Like most modern high-level programming languages, Hoon has a type system. Because Hoon is a functional programming language, its type system differs somewhat from those of non-functional languages. In the next few lessons we'll go over Hoon's type system and point out some of its distinctive features. Certain advanced topics (e.g. type polymorphism) won't be addressed until a later chapter.

A type is ordinarily understood to be a set of values. Examples: the set of all atoms is a type, the set of all cells is a type, and so on.

Type systems provide type safety, in part by making sure functions produce values of the correct type. When you write a function whose product is intended to be an atom, it would be nice to know that the function is guaranteed to produce an atom. Hoon's type system provides such guarantees with type checking and type inference.

Brief Overview of the Next Few Lessons

In order to have a solid foundational knowledge of Hoon's type system, you must understand: (1) precisely what kind of information is tracked by Hoon's type system, (2) what a type check is and where they occur, (3) what type inference is and how it works, and (4) how to build your own custom types.

In this lesson we'll cover (1)-(4) as they pertain to atoms and simple cell types. In the next lesson (2) and (3) will be addressed as they pertain to complex expressions of Hoon. In the lesson after that you'll learn more about (4), for building more complex types.

Atoms and Auras

In Lesson 1.2 we defined what an atom is: any unsigned integer. In this lesson we'll expand on that discussion, going over how Hoon's type system implements auras.

Referring expression data
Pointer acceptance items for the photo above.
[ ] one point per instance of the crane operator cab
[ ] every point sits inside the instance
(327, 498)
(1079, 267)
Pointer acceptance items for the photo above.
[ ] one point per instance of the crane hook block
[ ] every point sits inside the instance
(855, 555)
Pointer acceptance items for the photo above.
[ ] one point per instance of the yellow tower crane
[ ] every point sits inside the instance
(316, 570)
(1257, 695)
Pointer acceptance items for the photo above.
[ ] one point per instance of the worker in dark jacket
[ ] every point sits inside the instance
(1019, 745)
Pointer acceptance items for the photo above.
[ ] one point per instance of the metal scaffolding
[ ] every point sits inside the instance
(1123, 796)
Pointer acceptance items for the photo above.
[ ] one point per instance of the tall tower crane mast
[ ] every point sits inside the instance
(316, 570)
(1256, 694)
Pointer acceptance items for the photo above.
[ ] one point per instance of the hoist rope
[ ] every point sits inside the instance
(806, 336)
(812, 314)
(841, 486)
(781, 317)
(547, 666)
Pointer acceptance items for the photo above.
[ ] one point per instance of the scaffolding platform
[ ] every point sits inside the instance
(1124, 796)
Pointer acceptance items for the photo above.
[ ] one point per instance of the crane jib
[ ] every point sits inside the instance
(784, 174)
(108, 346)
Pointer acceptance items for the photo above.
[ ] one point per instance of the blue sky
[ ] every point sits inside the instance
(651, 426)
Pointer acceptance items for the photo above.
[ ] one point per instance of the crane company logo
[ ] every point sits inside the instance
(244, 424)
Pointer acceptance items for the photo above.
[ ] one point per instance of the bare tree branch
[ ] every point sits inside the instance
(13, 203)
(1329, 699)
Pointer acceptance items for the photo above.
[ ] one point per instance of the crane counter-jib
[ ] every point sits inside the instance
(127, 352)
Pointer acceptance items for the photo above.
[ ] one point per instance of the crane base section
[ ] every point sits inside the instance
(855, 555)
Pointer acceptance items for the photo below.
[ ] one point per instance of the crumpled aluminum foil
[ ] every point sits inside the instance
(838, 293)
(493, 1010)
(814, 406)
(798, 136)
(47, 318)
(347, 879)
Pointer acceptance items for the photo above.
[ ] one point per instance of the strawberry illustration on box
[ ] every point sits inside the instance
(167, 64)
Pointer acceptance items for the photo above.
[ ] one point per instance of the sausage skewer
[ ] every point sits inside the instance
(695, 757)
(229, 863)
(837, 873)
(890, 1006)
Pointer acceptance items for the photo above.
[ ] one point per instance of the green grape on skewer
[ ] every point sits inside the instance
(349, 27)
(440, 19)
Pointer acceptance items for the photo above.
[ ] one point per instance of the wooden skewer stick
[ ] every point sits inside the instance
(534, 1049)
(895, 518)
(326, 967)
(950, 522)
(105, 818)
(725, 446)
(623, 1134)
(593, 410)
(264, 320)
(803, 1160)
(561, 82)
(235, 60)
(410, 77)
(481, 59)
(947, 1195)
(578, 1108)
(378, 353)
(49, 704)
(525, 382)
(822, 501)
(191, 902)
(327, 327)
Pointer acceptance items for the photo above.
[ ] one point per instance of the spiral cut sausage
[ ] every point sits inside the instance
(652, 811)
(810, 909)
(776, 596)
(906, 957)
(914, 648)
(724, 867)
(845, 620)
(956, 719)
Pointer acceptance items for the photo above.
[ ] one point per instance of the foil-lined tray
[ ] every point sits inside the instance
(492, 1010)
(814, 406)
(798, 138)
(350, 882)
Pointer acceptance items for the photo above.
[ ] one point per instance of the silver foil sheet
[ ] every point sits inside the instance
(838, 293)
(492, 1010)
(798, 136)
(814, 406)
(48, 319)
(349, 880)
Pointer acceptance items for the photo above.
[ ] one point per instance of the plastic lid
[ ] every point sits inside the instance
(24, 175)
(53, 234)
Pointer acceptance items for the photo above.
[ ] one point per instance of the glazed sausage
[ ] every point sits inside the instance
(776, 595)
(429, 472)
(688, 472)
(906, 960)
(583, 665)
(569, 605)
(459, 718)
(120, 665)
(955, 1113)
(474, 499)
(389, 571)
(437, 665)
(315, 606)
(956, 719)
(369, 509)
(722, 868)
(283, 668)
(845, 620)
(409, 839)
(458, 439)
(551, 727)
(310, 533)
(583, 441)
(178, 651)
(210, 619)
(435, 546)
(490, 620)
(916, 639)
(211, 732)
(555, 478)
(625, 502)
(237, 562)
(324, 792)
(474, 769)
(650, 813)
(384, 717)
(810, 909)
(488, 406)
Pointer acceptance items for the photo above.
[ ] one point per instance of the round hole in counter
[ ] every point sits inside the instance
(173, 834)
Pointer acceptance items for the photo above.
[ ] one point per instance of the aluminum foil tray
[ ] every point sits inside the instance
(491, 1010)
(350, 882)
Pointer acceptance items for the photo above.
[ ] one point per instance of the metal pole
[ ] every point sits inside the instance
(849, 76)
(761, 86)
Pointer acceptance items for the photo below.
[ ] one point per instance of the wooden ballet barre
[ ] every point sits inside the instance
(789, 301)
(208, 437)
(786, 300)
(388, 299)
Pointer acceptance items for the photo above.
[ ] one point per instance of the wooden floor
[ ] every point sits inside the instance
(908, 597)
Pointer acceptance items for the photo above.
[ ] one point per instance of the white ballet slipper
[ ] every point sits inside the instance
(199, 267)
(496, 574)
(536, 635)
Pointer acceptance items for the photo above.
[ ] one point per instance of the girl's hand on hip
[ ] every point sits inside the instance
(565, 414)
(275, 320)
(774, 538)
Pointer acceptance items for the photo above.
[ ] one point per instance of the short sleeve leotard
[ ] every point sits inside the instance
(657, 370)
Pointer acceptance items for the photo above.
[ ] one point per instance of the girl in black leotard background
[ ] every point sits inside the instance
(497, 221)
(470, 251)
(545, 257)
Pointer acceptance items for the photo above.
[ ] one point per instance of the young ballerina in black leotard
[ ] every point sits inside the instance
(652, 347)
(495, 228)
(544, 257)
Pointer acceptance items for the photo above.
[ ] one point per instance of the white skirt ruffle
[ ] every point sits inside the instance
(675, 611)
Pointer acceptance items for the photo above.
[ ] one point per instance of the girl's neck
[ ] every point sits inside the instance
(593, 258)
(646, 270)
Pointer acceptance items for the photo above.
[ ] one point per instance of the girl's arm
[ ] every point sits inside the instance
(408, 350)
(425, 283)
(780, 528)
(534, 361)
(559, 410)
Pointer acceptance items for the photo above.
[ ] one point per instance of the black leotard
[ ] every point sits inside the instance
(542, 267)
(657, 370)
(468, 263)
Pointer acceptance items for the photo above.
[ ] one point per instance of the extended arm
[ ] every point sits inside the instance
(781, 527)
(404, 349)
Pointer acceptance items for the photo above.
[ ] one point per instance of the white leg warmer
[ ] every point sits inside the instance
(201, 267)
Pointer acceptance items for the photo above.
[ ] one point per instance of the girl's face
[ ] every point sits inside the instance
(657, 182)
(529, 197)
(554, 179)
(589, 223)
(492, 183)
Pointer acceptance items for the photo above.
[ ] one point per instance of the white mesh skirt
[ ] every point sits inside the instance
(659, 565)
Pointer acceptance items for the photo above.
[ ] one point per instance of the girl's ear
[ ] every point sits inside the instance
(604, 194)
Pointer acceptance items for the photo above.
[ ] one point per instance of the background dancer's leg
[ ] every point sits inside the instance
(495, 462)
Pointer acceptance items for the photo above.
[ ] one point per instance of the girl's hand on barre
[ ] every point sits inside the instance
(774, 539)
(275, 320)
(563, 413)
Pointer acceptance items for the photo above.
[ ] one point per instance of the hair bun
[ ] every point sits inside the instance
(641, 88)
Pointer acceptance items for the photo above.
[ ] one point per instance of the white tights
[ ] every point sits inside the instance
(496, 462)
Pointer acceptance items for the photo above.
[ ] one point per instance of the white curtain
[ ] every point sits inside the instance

- Things to do
**a.** Reproduce the text on Hoon's type system from "Brief Overview of" to "own custom types.".
**b.** In the text on Hoon's type system, how did Lesson 1.2 define an atom?

- Results for the exercise
**a.**
Brief Overview of the Next Few Lessons

In order to have a solid foundational knowledge of Hoon's type system, you must understand: (1) precisely what kind of information is tracked by Hoon's type system, (2) what a type check is and where they occur, (3) what type inference is and how it works, and (4) how to build your own custom types.

**b.** As any unsigned integer.